Excerpt –
- - -

# Eramus didn't make it



## PurpleGirl (Oct 12, 2012)

I posted on here just a few hours ago asking for advice, as my Dumbo husky boy Eramus was feeling a bit cool to the touch, he was breathing faster than normal and was quite lethargic. We isolated him from his cagemate Magnus in case it was a contagious virus. We gave him soft baby food, which he ate a little of, although he wouldn't take the bit of dark chocolate we offered. He washed himself a little and we hoped he was starting to perk up, however about half an hour ago he had a very sudden violent seizure and died, followed by a release of blood and fluid from his nose. It happened so fast, we are still in shock; it was heartbreaking to see and there's already a void in the room now that he's gone. We let Magnus see him so he knows why he won't be returning, it seemed to freak him out a little but I think it was best. We're glad at least that the seizure was so brief and his death was so quick, I can only assume it was a severe stroke or brain haemorrhage of sorts. We'll miss him very much, he was such a lovely boy, timid at times but so curious and sweet. He was five months old.

This is him and Magnus:


----------



## cagedbirdsinging (May 28, 2012)

I'm so sorry for your loss. That sounds traumatic. At least he's not suffering anymore.


----------



## Poodlepalooza (Aug 9, 2012)

- - -

Recorded information –
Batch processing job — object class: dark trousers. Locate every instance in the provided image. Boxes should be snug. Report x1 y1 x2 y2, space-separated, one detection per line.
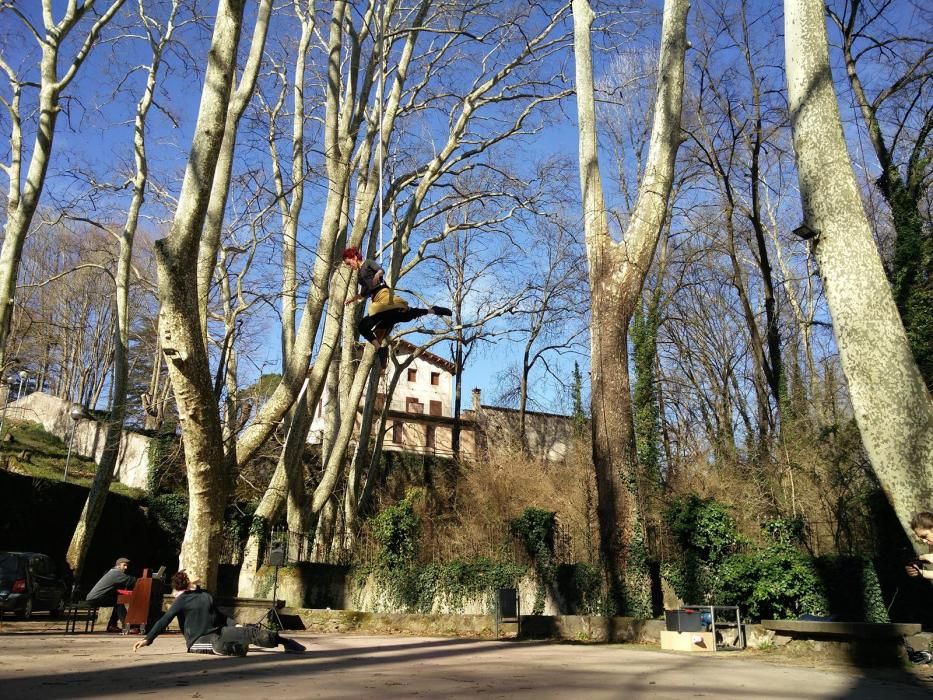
87 598 126 627
357 308 431 342
192 625 281 656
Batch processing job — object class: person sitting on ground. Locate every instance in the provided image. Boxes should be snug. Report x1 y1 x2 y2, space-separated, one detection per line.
133 571 305 656
342 248 451 366
86 557 136 632
904 511 933 580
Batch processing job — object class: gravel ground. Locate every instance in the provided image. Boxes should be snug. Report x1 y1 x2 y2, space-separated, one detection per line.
0 618 933 700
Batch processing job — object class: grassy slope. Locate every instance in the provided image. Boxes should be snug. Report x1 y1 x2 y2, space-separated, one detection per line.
0 420 143 498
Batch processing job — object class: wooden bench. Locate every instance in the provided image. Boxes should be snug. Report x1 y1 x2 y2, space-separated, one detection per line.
761 620 920 639
65 600 98 634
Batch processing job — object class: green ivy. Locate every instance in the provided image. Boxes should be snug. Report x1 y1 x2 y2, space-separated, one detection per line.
147 493 188 551
557 564 605 615
509 506 557 615
146 423 178 496
713 544 829 619
372 489 422 569
761 517 806 545
354 489 527 613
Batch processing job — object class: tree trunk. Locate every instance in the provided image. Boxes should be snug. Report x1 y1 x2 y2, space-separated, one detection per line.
65 4 177 581
0 0 124 374
784 0 933 547
155 0 245 589
573 0 689 615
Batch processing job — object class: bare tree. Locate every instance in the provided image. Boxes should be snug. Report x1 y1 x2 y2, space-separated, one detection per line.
784 0 933 552
827 0 933 389
156 0 244 588
66 0 178 580
0 0 124 368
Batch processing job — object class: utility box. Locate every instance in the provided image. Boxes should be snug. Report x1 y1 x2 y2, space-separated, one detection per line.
664 608 710 632
661 630 716 651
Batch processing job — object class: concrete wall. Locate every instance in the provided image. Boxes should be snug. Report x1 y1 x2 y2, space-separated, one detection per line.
256 563 561 615
6 391 150 489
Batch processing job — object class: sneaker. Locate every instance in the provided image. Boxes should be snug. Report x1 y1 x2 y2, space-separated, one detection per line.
279 637 306 654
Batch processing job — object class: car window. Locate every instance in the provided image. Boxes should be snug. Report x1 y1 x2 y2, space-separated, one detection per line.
33 557 52 576
0 553 23 576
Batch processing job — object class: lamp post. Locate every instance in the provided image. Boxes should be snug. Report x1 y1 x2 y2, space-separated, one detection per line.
62 403 84 481
0 379 10 437
16 369 29 401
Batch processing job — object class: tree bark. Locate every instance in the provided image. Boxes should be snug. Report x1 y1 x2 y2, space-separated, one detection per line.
0 0 124 373
784 0 933 547
65 3 178 581
573 0 689 615
155 0 245 589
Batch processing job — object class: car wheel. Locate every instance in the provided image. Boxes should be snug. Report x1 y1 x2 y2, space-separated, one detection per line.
14 598 32 620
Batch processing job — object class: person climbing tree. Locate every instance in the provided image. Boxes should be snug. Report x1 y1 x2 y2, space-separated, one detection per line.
342 247 451 366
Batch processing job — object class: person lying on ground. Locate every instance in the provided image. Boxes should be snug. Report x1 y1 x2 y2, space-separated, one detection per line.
904 511 933 580
342 247 451 365
133 571 305 656
86 557 136 632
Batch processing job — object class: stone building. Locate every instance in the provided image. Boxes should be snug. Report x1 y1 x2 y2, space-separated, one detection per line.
308 341 572 461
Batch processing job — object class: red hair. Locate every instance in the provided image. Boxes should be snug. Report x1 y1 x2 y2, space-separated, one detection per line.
342 247 363 262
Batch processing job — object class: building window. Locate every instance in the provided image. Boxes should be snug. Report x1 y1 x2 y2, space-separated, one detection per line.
424 425 436 450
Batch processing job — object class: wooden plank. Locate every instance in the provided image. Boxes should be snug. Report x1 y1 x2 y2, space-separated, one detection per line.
661 630 716 651
761 620 921 637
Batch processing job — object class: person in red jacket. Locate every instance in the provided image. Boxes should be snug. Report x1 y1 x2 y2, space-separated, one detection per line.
133 571 305 656
342 248 451 365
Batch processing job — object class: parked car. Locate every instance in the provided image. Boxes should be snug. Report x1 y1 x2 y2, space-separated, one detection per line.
0 552 67 618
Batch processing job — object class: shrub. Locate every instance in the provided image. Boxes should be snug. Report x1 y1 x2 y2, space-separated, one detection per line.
557 564 604 615
713 544 829 619
665 493 741 563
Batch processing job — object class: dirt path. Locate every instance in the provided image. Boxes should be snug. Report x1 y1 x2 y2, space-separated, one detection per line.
0 623 933 700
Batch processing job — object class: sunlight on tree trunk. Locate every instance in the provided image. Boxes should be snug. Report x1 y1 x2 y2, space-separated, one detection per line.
784 0 933 547
155 0 245 589
573 0 690 615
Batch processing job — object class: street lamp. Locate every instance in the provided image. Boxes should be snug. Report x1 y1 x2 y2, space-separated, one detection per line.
16 369 29 401
0 379 10 436
62 403 84 481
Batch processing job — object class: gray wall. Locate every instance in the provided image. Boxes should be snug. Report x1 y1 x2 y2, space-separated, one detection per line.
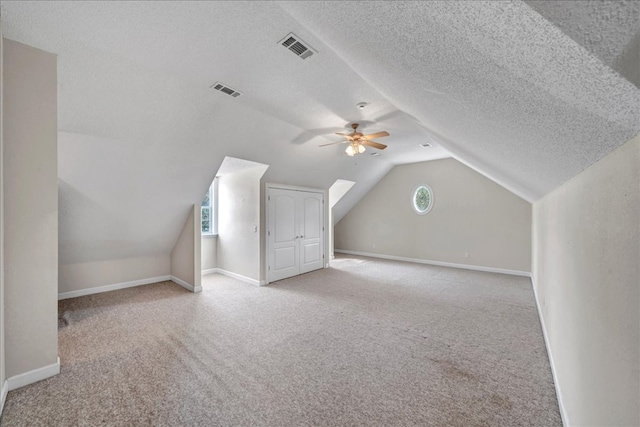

- - -

Tasks to carry out –
A. According to the forum thread about Eramus, how old was he when he died?
B. Continue the forum thread about Eramus from the point where it stops.
The records have no connection to the forum thread about Eramus.

Answers to each task –
A. He was five months old.

B.
I'm terribly sorry for your loss. They are never easy, but I had the added unexpectedness of your situation. He knew he was loved!


----------



## PurpleGirl (Oct 12, 2012)

Thanks guys. I am thankful it was so quick, despite how traumatic it was to watch.


----------



## cladcat6 (Feb 3, 2008)

So sorry for your loss,my Coco died on the 6th this week and she was also breathing fast,unfortunately they all die like that. I know what you feel,it feels so empty and awful I m heartbroken.


----------



## PurpleGirl (Oct 12, 2012)

It is terrible, it's a sin that such loving, wonderful animals never have an easy natural exit. I hope I never see anything like that again with any of my babies.  At least our little ones aren't in any pain now.


----------



## TachisMom (Oct 17, 2012)

I am so sorry....Thankfully he is no longer in pain...may he rest in peace.


----------



## PurpleGirl (Oct 12, 2012)

Thank you.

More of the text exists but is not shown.